* _Exercise requirements_:
Leave out the pictures, and retype the remaining data exactly.

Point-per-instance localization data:
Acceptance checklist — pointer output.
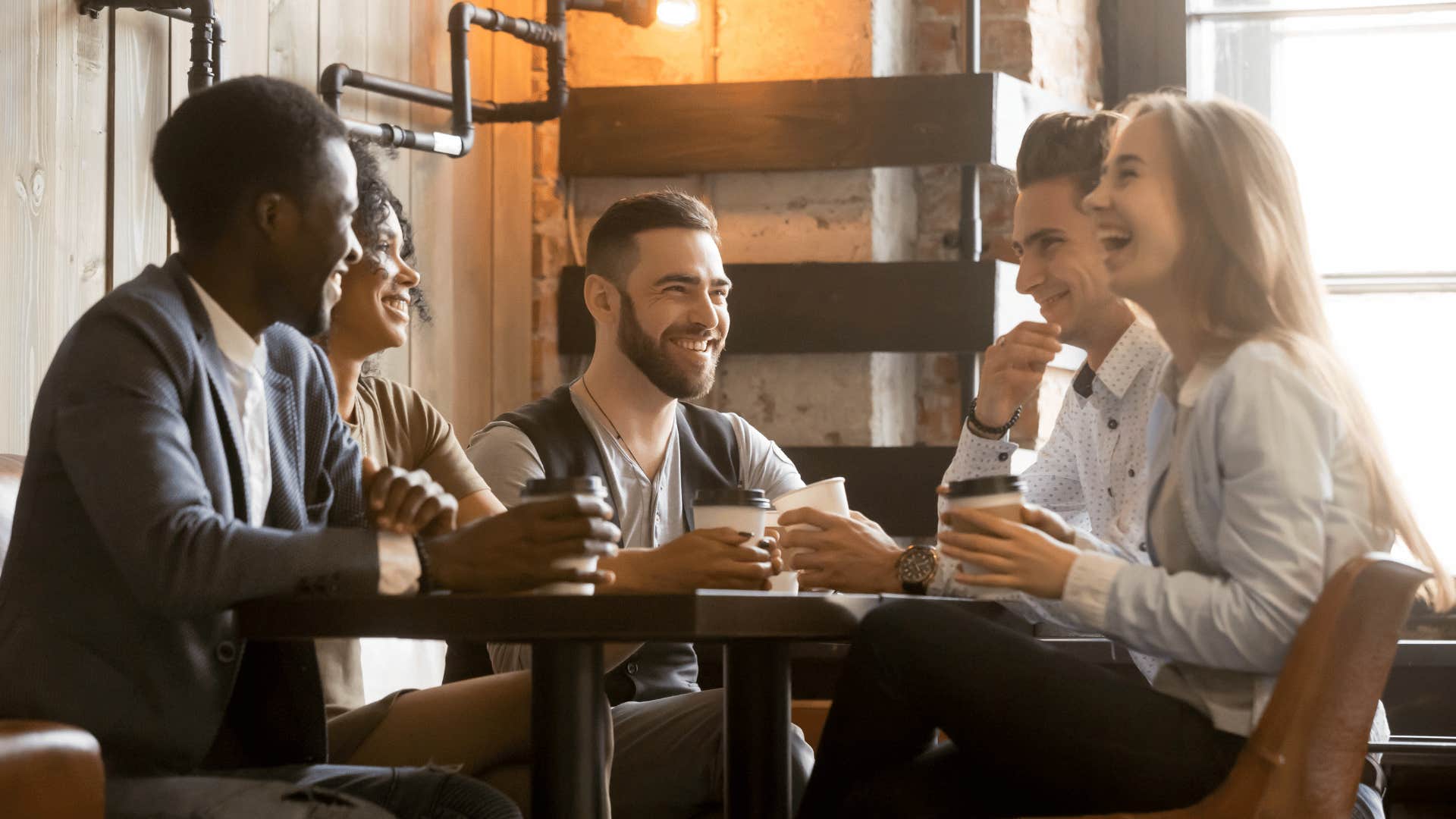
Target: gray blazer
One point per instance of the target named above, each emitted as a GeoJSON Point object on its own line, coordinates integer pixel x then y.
{"type": "Point", "coordinates": [131, 544]}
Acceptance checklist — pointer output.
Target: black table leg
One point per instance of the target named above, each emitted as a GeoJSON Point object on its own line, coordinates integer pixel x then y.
{"type": "Point", "coordinates": [568, 717]}
{"type": "Point", "coordinates": [756, 726]}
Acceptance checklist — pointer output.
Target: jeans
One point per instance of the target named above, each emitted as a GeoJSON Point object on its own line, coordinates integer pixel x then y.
{"type": "Point", "coordinates": [1033, 730]}
{"type": "Point", "coordinates": [309, 792]}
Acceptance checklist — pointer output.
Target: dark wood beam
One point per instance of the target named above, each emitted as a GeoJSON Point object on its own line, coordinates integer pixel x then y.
{"type": "Point", "coordinates": [833, 308]}
{"type": "Point", "coordinates": [799, 124]}
{"type": "Point", "coordinates": [893, 485]}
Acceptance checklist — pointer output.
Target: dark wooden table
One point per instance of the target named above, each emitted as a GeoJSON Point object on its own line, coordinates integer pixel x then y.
{"type": "Point", "coordinates": [566, 700]}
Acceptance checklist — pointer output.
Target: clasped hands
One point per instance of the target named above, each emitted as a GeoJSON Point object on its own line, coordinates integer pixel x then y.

* _Answer space_:
Acceptance checklist — pointer output.
Target: gray blazer
One point per instance of the target named above, each emitted as a GeoJSON Point object on its own line, coordinates integer pixel x then y.
{"type": "Point", "coordinates": [131, 544]}
Acceptance checklist — pointer output.
Target: black table leg
One point per instance of the target named above, each emitted as a GeoJSON Point object on its own line, coordinates integer pixel x then y.
{"type": "Point", "coordinates": [568, 717]}
{"type": "Point", "coordinates": [756, 726]}
Acceptance checklist — pointer output.
Target: jeans
One point per instance of the target named above, each emitted as a GeoJSON Point object on its own line, coordinates integer pixel x then y.
{"type": "Point", "coordinates": [1033, 730]}
{"type": "Point", "coordinates": [309, 792]}
Acceptance checklist — pointer output.
Target: dark wood beam
One point per instance of the target named above, each emitted as a GeoJSON Point object on its own line, coordinates integer pixel x then y.
{"type": "Point", "coordinates": [833, 308]}
{"type": "Point", "coordinates": [799, 124]}
{"type": "Point", "coordinates": [893, 485]}
Acceptance checklist — pointer output.
Target: dark wooden table
One point per instance of the target named above, each emitted as a GeoJSON Point object on its own line, coordinates integer pixel x then y.
{"type": "Point", "coordinates": [566, 700]}
Acceptance checklist — pointer output.
Target: clasped hands
One point per instance of the target named above, each emitted as a GeoJSON Point object on its own line, coordinates integer pixel x then y.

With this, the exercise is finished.